+++ DOCUMENTO DE ORIGEM
Voltamos no texto agora para o consultório de dentista quando conversávamos sobre a hereditariedade da construção civil artesanal. Brinquei sobre ser filho de pedreiro, portanto poder herdar a profissão. Comentei que ser dentista deveria ser tão artesanal quando ser pedreiro. Mas para dentista tem curso superior. Meu amigo dentista artesanal abria buracos nos meus dentes com pequenas ferramentas e restaurou com pequenas resinas que endurecem numa luz azul. Ele me falou que estava fazendo tratamento dentário porque perdeu um dente. O dente 15. Perguntei como ele sabia qual era o dente. Ele apontou para o raio-x da minha mandíbula torta e separou em quadrantes tortos. “É uma linguagem universal de dentista”, me explicando como as classificações de dente são feitas.
++++++
*O QUE FAZER:*
(a) Indique se cada afirmação concorda com o relato sobre a consulta no dentista, respondendo sim ou não e citando literalmente as palavras do relato que decidem a questão: (i) o dentista perdeu um dente; (ii) as resinas da restauração endurecem sob luz vermelha; (iii) o dentista dividiu o raio-x da mandíbula em quadrantes.
(b) Dê sequência ao relato sobre a consulta no dentista, escrevendo a partir da última frase apresentada.
+++ LISTAGEM EXTRAÍDA
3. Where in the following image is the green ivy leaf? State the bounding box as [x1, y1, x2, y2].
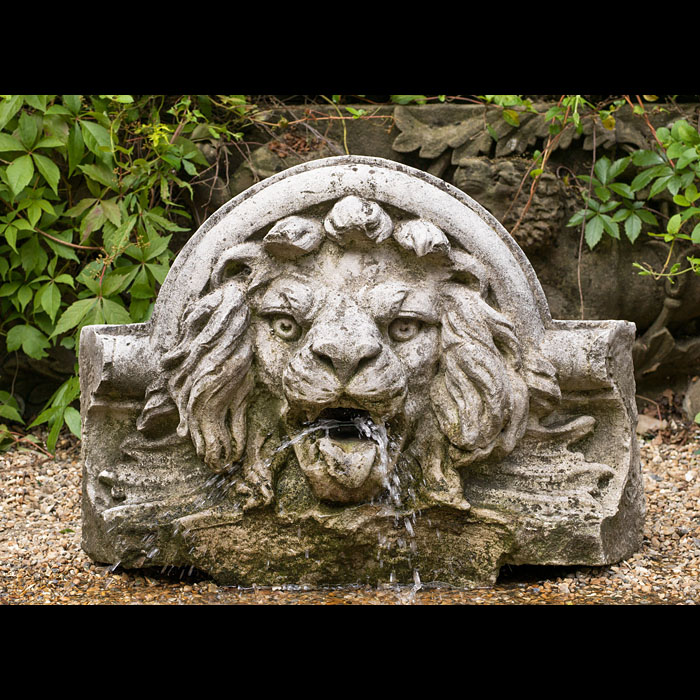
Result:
[584, 214, 605, 250]
[51, 297, 98, 338]
[6, 154, 34, 197]
[608, 182, 635, 199]
[666, 214, 681, 236]
[35, 282, 61, 323]
[676, 148, 698, 170]
[78, 163, 117, 190]
[32, 153, 61, 194]
[0, 134, 26, 153]
[632, 150, 666, 168]
[7, 324, 51, 360]
[102, 299, 131, 325]
[0, 95, 24, 129]
[0, 404, 24, 423]
[625, 214, 642, 243]
[690, 224, 700, 245]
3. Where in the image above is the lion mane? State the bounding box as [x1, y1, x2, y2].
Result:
[138, 202, 560, 504]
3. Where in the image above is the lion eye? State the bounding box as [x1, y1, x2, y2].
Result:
[389, 318, 422, 343]
[271, 316, 301, 341]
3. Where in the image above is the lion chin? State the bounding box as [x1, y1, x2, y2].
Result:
[284, 407, 403, 504]
[139, 197, 559, 509]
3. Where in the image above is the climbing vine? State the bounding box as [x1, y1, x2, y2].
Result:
[0, 95, 700, 454]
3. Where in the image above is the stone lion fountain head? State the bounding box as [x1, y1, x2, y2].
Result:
[140, 159, 559, 507]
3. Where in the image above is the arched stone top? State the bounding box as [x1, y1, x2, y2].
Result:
[149, 156, 552, 344]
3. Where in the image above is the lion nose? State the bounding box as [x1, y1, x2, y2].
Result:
[311, 337, 382, 384]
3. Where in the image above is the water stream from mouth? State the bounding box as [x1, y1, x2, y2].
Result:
[170, 415, 422, 604]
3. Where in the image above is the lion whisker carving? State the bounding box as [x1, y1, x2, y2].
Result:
[80, 157, 643, 586]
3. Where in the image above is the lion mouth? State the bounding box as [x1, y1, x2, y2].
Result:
[315, 408, 376, 442]
[290, 407, 394, 502]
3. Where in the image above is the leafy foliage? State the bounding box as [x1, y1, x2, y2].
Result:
[0, 95, 700, 452]
[0, 95, 254, 451]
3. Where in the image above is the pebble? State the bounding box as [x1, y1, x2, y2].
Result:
[0, 424, 700, 605]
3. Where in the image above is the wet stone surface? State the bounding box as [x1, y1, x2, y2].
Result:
[0, 421, 700, 605]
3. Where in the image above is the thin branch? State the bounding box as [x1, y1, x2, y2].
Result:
[576, 125, 596, 321]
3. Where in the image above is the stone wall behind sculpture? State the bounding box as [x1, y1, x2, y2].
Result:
[186, 104, 700, 396]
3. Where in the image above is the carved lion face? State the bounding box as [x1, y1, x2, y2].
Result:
[142, 196, 558, 507]
[252, 241, 445, 502]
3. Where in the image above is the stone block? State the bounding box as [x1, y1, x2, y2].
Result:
[80, 156, 644, 586]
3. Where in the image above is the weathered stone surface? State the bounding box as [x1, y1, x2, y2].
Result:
[80, 156, 644, 586]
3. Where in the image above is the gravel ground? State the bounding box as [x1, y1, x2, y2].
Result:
[0, 408, 700, 605]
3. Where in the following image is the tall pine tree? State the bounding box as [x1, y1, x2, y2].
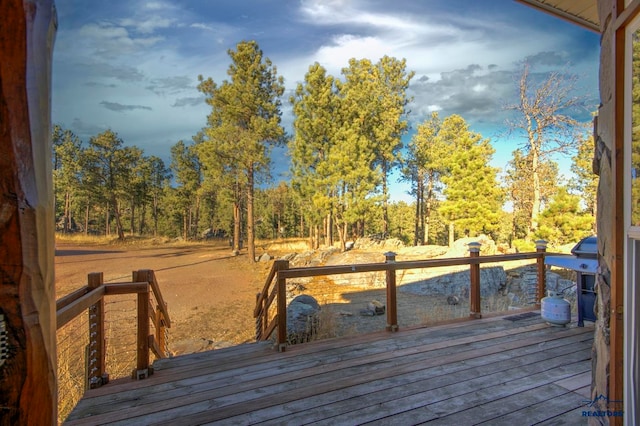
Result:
[198, 41, 284, 262]
[437, 115, 504, 242]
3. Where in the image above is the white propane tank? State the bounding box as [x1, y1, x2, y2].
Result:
[542, 291, 571, 326]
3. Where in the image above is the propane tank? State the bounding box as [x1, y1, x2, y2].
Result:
[542, 291, 571, 326]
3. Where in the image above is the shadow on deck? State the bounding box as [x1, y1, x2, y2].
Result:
[67, 312, 593, 425]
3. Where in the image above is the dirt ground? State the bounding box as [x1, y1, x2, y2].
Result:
[55, 242, 510, 355]
[55, 243, 269, 354]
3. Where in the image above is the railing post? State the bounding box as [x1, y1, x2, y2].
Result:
[132, 269, 151, 380]
[156, 305, 169, 358]
[536, 240, 547, 308]
[276, 260, 289, 352]
[384, 251, 398, 331]
[256, 292, 264, 342]
[87, 272, 109, 389]
[468, 242, 482, 319]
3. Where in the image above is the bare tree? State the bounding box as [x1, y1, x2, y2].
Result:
[506, 63, 583, 234]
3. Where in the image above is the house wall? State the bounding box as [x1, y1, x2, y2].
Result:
[589, 0, 615, 424]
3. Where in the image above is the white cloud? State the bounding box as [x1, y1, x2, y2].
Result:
[120, 16, 175, 34]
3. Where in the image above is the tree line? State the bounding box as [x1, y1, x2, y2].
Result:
[53, 41, 597, 259]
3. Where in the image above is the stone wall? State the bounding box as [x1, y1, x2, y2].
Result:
[589, 0, 615, 424]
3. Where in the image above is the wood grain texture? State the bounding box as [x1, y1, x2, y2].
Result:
[68, 316, 593, 425]
[0, 0, 57, 424]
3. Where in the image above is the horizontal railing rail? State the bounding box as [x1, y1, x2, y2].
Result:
[56, 269, 171, 388]
[253, 241, 547, 351]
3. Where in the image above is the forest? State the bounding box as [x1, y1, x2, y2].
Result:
[52, 41, 597, 259]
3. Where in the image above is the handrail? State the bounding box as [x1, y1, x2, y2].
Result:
[253, 245, 547, 351]
[56, 269, 171, 388]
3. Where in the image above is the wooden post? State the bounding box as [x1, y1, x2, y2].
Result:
[536, 240, 547, 308]
[156, 305, 169, 358]
[87, 272, 109, 389]
[256, 292, 264, 341]
[384, 251, 398, 331]
[276, 260, 289, 352]
[132, 269, 151, 380]
[0, 0, 57, 425]
[468, 242, 482, 319]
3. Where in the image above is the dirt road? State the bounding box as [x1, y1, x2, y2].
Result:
[55, 243, 269, 354]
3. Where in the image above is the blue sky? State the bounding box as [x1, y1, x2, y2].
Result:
[52, 0, 599, 198]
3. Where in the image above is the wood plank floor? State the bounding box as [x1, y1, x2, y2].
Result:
[67, 313, 593, 426]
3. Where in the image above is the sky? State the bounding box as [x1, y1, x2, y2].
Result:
[52, 0, 599, 199]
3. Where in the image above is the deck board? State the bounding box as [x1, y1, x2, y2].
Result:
[67, 316, 593, 425]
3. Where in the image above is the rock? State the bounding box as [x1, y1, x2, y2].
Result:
[397, 245, 449, 260]
[281, 253, 298, 262]
[353, 238, 404, 251]
[287, 281, 307, 300]
[398, 266, 507, 298]
[445, 234, 497, 257]
[256, 253, 271, 262]
[367, 300, 386, 315]
[287, 294, 320, 344]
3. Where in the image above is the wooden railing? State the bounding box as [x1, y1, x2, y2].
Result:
[253, 241, 546, 351]
[56, 269, 171, 388]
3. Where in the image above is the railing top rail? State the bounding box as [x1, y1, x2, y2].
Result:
[149, 271, 171, 328]
[253, 260, 288, 317]
[278, 252, 545, 283]
[56, 286, 105, 329]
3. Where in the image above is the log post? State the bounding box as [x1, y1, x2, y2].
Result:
[276, 260, 289, 352]
[468, 242, 482, 319]
[536, 240, 547, 308]
[0, 0, 57, 425]
[131, 269, 151, 380]
[384, 251, 398, 331]
[87, 272, 109, 389]
[256, 292, 264, 342]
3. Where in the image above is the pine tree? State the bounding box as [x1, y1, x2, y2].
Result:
[289, 62, 340, 246]
[505, 149, 558, 239]
[403, 112, 447, 245]
[52, 125, 83, 232]
[535, 187, 595, 247]
[85, 129, 134, 240]
[198, 41, 284, 262]
[507, 64, 581, 234]
[437, 115, 504, 241]
[340, 56, 414, 234]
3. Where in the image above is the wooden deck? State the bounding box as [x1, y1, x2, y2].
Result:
[68, 312, 593, 426]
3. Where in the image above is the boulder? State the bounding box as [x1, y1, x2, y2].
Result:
[444, 234, 497, 257]
[398, 266, 507, 298]
[287, 294, 320, 344]
[256, 253, 271, 262]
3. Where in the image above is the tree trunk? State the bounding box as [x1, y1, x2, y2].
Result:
[111, 194, 124, 240]
[152, 194, 158, 237]
[138, 203, 147, 235]
[104, 202, 111, 237]
[380, 160, 389, 238]
[232, 201, 240, 255]
[449, 222, 456, 247]
[422, 174, 435, 244]
[63, 191, 71, 234]
[247, 165, 256, 262]
[84, 201, 90, 235]
[0, 0, 57, 425]
[338, 222, 349, 252]
[529, 149, 540, 237]
[413, 177, 423, 246]
[182, 209, 190, 241]
[129, 197, 136, 237]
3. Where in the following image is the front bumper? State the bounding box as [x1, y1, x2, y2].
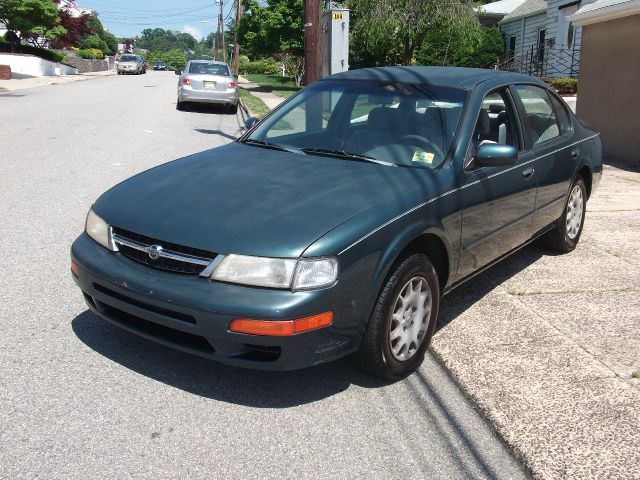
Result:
[71, 234, 358, 370]
[178, 86, 238, 105]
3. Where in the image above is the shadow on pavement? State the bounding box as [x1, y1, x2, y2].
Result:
[71, 244, 546, 408]
[436, 241, 558, 332]
[176, 102, 236, 116]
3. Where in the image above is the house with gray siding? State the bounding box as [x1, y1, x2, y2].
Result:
[498, 0, 594, 78]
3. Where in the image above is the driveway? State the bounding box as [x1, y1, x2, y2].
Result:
[0, 72, 527, 479]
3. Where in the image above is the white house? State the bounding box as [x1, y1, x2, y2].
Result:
[498, 0, 594, 78]
[58, 0, 93, 18]
[474, 0, 525, 27]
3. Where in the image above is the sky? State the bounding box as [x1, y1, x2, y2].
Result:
[76, 0, 234, 40]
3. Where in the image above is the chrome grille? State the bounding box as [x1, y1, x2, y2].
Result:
[112, 227, 217, 275]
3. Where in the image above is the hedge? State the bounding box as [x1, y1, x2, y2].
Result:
[238, 57, 282, 75]
[76, 48, 104, 59]
[549, 78, 578, 95]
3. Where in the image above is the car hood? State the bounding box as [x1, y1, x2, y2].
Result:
[93, 143, 431, 257]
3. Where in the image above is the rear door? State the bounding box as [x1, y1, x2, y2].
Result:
[514, 85, 581, 233]
[458, 88, 536, 279]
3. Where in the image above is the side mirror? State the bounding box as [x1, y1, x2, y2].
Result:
[244, 117, 258, 128]
[474, 143, 518, 167]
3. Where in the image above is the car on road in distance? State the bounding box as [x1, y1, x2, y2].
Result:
[71, 67, 602, 380]
[118, 54, 147, 75]
[176, 60, 239, 113]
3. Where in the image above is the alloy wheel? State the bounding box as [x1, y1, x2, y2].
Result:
[566, 185, 584, 240]
[389, 276, 432, 362]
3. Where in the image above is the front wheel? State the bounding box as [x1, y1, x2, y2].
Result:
[543, 177, 587, 253]
[357, 254, 440, 381]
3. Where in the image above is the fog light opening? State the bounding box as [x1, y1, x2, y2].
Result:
[71, 260, 80, 278]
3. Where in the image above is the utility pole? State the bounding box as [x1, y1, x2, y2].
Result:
[231, 0, 241, 75]
[304, 0, 322, 85]
[220, 0, 227, 63]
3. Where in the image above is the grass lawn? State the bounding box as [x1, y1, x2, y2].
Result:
[238, 88, 269, 118]
[244, 74, 301, 98]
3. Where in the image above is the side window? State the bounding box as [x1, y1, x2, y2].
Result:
[516, 85, 561, 146]
[549, 95, 571, 135]
[473, 90, 518, 147]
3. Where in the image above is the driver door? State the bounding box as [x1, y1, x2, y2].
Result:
[457, 88, 536, 279]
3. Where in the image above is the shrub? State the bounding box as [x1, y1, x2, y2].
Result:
[78, 34, 109, 52]
[76, 48, 104, 59]
[238, 57, 282, 75]
[549, 78, 578, 95]
[0, 42, 64, 62]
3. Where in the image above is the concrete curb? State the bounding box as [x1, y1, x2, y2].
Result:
[0, 70, 116, 92]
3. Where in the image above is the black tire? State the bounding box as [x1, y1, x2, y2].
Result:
[542, 176, 587, 253]
[356, 253, 440, 381]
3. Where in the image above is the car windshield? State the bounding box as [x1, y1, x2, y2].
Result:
[243, 80, 467, 168]
[189, 63, 229, 77]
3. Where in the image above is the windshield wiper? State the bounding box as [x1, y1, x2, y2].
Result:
[301, 148, 397, 167]
[242, 138, 305, 155]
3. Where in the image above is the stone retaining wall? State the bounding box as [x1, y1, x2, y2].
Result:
[64, 55, 109, 73]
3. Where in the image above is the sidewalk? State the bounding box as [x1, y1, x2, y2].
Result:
[238, 75, 286, 110]
[432, 166, 640, 479]
[0, 70, 116, 92]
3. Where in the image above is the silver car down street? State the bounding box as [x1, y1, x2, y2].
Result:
[118, 55, 147, 75]
[176, 60, 238, 113]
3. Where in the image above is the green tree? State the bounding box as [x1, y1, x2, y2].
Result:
[346, 0, 480, 66]
[416, 26, 504, 67]
[238, 0, 304, 58]
[136, 28, 198, 52]
[0, 0, 64, 50]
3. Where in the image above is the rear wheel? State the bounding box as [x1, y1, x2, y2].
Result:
[357, 254, 440, 380]
[544, 177, 587, 253]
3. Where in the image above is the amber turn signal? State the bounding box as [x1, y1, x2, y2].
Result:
[229, 311, 333, 337]
[71, 260, 80, 278]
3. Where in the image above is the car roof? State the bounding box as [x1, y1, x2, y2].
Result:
[189, 60, 226, 65]
[323, 67, 542, 88]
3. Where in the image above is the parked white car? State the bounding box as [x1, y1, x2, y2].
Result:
[176, 60, 239, 113]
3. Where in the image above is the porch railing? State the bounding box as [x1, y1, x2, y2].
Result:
[487, 45, 580, 78]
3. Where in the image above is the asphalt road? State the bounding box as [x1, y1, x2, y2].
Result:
[0, 72, 526, 479]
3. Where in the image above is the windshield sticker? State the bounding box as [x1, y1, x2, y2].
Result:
[411, 151, 435, 165]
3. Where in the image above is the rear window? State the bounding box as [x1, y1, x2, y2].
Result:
[189, 63, 229, 77]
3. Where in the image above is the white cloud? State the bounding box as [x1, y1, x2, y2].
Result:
[182, 25, 204, 40]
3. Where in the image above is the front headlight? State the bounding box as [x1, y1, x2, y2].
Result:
[85, 210, 114, 250]
[211, 254, 338, 290]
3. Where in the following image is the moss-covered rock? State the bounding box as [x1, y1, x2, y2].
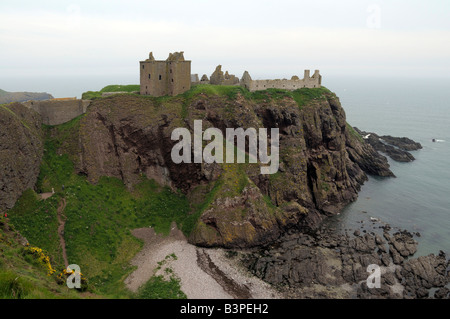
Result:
[0, 103, 44, 211]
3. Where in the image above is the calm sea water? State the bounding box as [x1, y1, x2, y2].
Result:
[324, 75, 450, 255]
[0, 75, 450, 255]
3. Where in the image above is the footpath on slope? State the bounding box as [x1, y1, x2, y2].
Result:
[125, 224, 281, 299]
[58, 198, 69, 268]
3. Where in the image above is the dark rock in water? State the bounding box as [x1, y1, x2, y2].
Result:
[354, 127, 422, 162]
[243, 231, 450, 298]
[401, 252, 449, 298]
[381, 135, 422, 151]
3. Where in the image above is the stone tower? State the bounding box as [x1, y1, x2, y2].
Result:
[139, 52, 191, 96]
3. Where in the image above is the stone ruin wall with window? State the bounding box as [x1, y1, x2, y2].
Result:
[140, 52, 191, 96]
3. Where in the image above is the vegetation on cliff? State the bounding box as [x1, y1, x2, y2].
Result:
[0, 85, 390, 297]
[0, 90, 53, 104]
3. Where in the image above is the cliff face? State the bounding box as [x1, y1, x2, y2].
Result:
[0, 103, 43, 210]
[76, 90, 393, 247]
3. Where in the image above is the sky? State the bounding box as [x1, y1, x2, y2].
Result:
[0, 0, 450, 96]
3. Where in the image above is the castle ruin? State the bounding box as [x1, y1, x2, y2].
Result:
[240, 70, 322, 92]
[140, 52, 191, 96]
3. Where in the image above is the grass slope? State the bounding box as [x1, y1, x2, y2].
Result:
[9, 117, 190, 298]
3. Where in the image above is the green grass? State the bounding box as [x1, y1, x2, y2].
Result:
[9, 119, 197, 298]
[136, 276, 187, 299]
[347, 123, 365, 143]
[81, 84, 140, 100]
[183, 84, 330, 108]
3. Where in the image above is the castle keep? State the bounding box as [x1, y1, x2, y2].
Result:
[140, 52, 191, 96]
[140, 51, 322, 96]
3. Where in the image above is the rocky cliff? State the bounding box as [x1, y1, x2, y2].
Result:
[0, 103, 44, 210]
[75, 88, 393, 247]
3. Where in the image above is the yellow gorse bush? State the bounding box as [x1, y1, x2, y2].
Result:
[25, 246, 56, 276]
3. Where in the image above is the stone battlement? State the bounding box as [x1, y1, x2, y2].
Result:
[22, 98, 91, 125]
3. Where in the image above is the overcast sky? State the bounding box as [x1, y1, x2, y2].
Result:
[0, 0, 450, 87]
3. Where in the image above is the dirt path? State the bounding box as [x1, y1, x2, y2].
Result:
[125, 225, 280, 299]
[39, 193, 54, 199]
[58, 198, 69, 268]
[197, 249, 252, 299]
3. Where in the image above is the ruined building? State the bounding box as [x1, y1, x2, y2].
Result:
[240, 70, 322, 91]
[209, 65, 239, 85]
[140, 52, 191, 96]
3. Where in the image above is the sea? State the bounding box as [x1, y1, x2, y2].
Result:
[323, 78, 450, 256]
[0, 75, 450, 256]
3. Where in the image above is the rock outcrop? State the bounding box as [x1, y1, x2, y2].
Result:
[354, 127, 422, 162]
[209, 65, 239, 85]
[76, 91, 393, 247]
[0, 103, 44, 211]
[242, 231, 450, 299]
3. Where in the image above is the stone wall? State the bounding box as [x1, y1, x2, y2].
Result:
[241, 70, 322, 91]
[140, 52, 191, 96]
[22, 100, 91, 125]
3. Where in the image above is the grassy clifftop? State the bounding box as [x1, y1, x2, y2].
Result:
[0, 85, 390, 298]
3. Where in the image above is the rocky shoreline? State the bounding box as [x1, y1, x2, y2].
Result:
[354, 127, 422, 162]
[241, 225, 450, 299]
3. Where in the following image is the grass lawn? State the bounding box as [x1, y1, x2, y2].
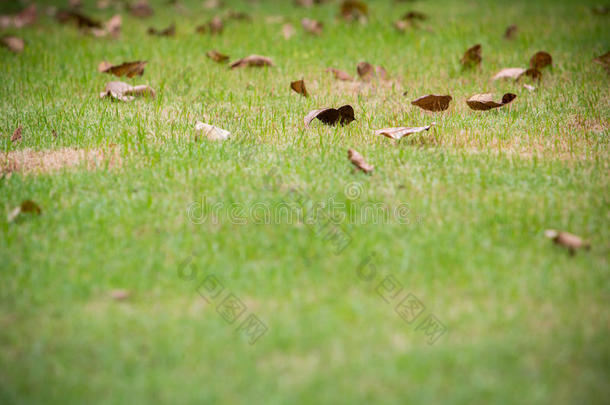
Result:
[0, 0, 610, 404]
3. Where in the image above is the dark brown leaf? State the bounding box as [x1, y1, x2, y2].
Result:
[375, 122, 436, 140]
[461, 44, 482, 68]
[229, 55, 275, 69]
[304, 105, 355, 127]
[290, 79, 309, 97]
[411, 94, 453, 111]
[530, 51, 553, 69]
[205, 49, 229, 63]
[466, 93, 517, 111]
[347, 149, 375, 174]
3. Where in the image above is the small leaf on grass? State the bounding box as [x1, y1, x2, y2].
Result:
[0, 36, 25, 53]
[504, 24, 517, 39]
[290, 79, 309, 97]
[411, 94, 453, 111]
[147, 24, 176, 37]
[7, 200, 42, 222]
[466, 93, 517, 111]
[11, 126, 23, 142]
[375, 122, 436, 140]
[301, 18, 323, 35]
[530, 51, 553, 69]
[195, 121, 231, 141]
[205, 49, 229, 63]
[100, 82, 155, 101]
[461, 44, 482, 68]
[229, 55, 275, 69]
[544, 229, 591, 255]
[347, 149, 375, 174]
[303, 105, 355, 127]
[326, 68, 354, 82]
[98, 61, 148, 78]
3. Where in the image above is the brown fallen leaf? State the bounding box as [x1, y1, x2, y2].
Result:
[504, 24, 517, 39]
[146, 24, 176, 37]
[282, 24, 297, 39]
[0, 36, 25, 53]
[375, 122, 436, 140]
[461, 44, 482, 68]
[229, 55, 275, 69]
[98, 61, 148, 78]
[326, 68, 354, 82]
[205, 49, 229, 63]
[466, 93, 517, 111]
[411, 94, 453, 112]
[100, 82, 155, 102]
[11, 126, 23, 142]
[303, 104, 356, 128]
[301, 18, 323, 35]
[129, 0, 154, 18]
[530, 51, 553, 69]
[7, 200, 42, 222]
[290, 79, 309, 97]
[347, 149, 375, 174]
[544, 229, 591, 255]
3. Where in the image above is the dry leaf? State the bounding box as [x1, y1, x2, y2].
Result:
[195, 121, 231, 141]
[129, 0, 154, 18]
[100, 82, 155, 101]
[347, 149, 375, 174]
[530, 51, 553, 69]
[282, 24, 296, 39]
[301, 18, 323, 35]
[98, 61, 148, 78]
[466, 93, 517, 111]
[461, 44, 482, 68]
[205, 49, 229, 63]
[0, 36, 25, 53]
[544, 229, 591, 255]
[326, 68, 354, 82]
[229, 55, 275, 69]
[411, 94, 453, 112]
[504, 24, 517, 39]
[290, 79, 309, 97]
[147, 24, 176, 37]
[11, 126, 23, 142]
[375, 122, 436, 140]
[303, 105, 355, 127]
[7, 200, 42, 222]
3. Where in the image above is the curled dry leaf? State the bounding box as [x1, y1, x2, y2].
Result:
[7, 200, 42, 222]
[461, 44, 482, 68]
[544, 229, 591, 255]
[146, 24, 176, 37]
[303, 105, 356, 127]
[326, 68, 354, 82]
[290, 79, 309, 97]
[100, 82, 155, 101]
[375, 122, 436, 140]
[411, 94, 453, 112]
[347, 149, 375, 174]
[97, 61, 148, 78]
[229, 55, 275, 69]
[0, 36, 25, 53]
[301, 18, 323, 35]
[466, 93, 517, 111]
[205, 49, 229, 63]
[195, 121, 231, 141]
[530, 51, 553, 69]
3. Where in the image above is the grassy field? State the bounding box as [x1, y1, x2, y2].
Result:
[0, 0, 610, 404]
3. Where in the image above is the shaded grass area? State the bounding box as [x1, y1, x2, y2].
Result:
[0, 1, 610, 403]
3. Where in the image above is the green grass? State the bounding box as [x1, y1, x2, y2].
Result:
[0, 0, 610, 404]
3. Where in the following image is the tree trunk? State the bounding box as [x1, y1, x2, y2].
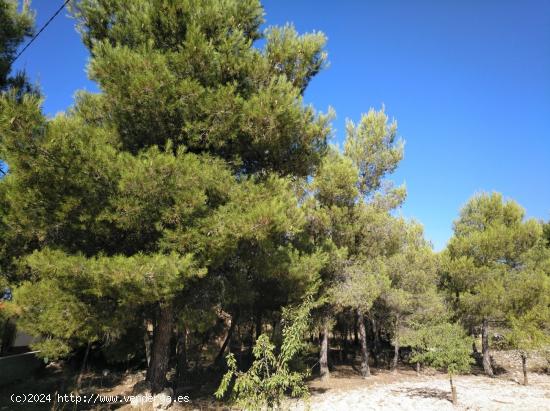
++++++
*RESULTADOS DO EXERCÍCIO:*
(a)
(i) Sim: "Ele me falou que estava fazendo tratamento dentário porque perdeu um dente."
(ii) Não: "restaurou com pequenas resinas que endurecem numa luz azul."
(iii) Sim: "Ele apontou para o raio-x da minha mandíbula torta e separou em quadrantes tortos."

(b)
.mundos
Em casa comecei a ver o segundo episódio de um seriado chamado Amigas para Sempre, na Netflix. A série conta paralelamente a história de duas amigas da infância à maturidade. Na “jovem vida adulta” é o tempo em se passa boa parte da história. Vemos duas jornalistas vivendo e trabalhando em 1980 e poucos. São trabalhadoras de uma redação de televisão. Em seguida uma se torna muito famosa e secretamente triste clichê enquanto a outra se tornou a mãe da família média americana divorciada e não tão secretamente triste. Pelo menos para nós espectadores. E imaginei que esse seriado conversa com muitas pessoas da minha idade porque podemos anacronicamente adaptar aquela realidade à vida de nossos pais na idade que nós temos hoje. Refleti sobre aquela realidade estar muito próxima também da minha realidade. Do seriado da minha vida que já soma umas seis temporadas. Algumas boas, outras nem tanto. Mas muita gente deve se sentir exatamente como eu. Isso pode ser o Espírito do Tempo ou a Indústria Cultura. Talvez seja os dois. Duas linguagens universais.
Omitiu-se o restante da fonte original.